[Записи из коллекции]
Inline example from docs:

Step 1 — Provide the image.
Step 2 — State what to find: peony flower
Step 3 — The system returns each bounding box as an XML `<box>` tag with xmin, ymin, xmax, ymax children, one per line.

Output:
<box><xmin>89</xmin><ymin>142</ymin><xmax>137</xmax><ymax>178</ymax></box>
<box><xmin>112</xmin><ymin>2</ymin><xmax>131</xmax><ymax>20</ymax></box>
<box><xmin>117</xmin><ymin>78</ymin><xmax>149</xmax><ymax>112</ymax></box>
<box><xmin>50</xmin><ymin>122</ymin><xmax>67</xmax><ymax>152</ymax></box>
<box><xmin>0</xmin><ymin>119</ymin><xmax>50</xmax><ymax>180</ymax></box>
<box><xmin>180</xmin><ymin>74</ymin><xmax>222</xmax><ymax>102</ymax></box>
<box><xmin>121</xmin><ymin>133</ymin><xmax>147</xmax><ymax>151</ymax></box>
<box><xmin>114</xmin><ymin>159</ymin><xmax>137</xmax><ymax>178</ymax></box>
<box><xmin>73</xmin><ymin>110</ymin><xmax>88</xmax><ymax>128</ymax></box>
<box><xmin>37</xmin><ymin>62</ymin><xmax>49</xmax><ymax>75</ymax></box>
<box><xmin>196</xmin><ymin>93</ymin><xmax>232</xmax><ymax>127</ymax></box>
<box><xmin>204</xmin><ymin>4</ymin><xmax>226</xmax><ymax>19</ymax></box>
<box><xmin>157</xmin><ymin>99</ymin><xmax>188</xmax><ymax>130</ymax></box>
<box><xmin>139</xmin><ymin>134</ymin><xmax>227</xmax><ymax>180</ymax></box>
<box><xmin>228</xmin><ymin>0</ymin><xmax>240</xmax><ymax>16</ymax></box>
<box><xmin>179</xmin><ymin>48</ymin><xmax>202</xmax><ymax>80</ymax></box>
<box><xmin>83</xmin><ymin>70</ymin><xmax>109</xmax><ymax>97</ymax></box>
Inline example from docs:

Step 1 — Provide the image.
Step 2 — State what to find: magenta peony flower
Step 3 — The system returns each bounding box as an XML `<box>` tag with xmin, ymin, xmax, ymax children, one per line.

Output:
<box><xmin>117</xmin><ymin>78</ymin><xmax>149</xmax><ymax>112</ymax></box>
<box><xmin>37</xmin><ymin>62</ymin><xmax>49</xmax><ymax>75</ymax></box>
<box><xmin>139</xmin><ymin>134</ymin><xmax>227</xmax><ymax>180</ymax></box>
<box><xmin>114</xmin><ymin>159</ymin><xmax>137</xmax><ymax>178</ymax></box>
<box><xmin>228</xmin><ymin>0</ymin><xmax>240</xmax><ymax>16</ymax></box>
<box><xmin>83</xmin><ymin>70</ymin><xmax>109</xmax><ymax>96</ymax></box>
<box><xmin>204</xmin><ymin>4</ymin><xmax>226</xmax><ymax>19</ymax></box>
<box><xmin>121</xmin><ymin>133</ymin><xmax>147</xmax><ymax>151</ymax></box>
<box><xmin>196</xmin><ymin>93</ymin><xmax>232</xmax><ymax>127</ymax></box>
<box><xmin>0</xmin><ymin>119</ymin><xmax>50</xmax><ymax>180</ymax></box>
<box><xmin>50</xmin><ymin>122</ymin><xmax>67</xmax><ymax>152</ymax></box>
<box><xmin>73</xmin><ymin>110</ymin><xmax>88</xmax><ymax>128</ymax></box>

ЗАДАНИЕ ->
Приведите целиком каждую строку записей выше, в которой встречается слово «peony».

ОТВЕТ ->
Step 2 — State what to find: peony flower
Step 2 — State what to find: magenta peony flower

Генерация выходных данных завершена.